=== Problem ===
Write out the items below exactly, from the line containing "If you could pick out the woman's arm" through the end of the items, and include nothing else.
──────────
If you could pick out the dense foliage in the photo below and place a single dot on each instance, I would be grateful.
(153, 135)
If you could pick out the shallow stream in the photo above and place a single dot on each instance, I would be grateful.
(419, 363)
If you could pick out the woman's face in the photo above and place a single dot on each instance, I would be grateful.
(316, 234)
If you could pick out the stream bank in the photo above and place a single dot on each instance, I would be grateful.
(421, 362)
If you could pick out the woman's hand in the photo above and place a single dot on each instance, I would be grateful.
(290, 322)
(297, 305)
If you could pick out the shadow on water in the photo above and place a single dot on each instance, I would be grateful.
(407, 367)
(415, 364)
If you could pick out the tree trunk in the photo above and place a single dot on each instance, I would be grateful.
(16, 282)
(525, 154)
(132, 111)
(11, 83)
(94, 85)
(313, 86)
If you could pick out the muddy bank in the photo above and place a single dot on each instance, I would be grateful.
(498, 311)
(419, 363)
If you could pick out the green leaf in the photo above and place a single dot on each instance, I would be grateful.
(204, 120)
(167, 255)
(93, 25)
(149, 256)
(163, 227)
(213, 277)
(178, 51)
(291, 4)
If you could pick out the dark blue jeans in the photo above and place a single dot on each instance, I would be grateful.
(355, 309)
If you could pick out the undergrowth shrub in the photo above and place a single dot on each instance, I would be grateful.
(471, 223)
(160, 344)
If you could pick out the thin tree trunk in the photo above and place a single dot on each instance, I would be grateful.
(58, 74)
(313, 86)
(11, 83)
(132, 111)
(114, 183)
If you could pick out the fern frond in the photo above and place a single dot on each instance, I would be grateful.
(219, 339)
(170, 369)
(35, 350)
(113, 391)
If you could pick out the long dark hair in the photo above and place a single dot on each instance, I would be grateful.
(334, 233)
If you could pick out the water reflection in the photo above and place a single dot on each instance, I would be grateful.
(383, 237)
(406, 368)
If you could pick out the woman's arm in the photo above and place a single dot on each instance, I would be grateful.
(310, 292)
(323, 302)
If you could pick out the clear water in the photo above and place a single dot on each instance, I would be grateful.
──────────
=== Solution for this problem ===
If you could pick out the woman's arm in the photo above and place a single dot on each instance, I would be grateful.
(310, 292)
(323, 302)
If you could pick out the clear water in the photo above and place a single dot on each instance, I would be grateful.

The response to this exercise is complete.